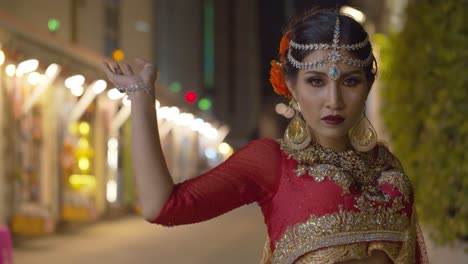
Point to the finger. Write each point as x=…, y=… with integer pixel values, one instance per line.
x=117, y=68
x=112, y=76
x=128, y=69
x=149, y=71
x=108, y=70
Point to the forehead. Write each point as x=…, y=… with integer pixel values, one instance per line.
x=320, y=54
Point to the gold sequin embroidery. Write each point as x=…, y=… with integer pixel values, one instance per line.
x=370, y=223
x=397, y=179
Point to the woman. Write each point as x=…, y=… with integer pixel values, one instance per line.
x=328, y=192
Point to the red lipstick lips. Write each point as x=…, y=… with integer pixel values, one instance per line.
x=333, y=119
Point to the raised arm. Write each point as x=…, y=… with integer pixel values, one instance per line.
x=154, y=183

********************

Challenge: Starting at the line that contains "Point to the forehead." and ending at the line that contains "x=397, y=179", with both of those lines included, write out every line again, including the lines of text, and shift each x and y coordinate by adding -77 to it.

Solution:
Point to the forehead. Write each point as x=…, y=… with integer pixel values, one instance per line.
x=243, y=-23
Point to the gold sequin embroidery. Write each point as x=…, y=… with integer pixel values, one instance per line.
x=293, y=146
x=320, y=102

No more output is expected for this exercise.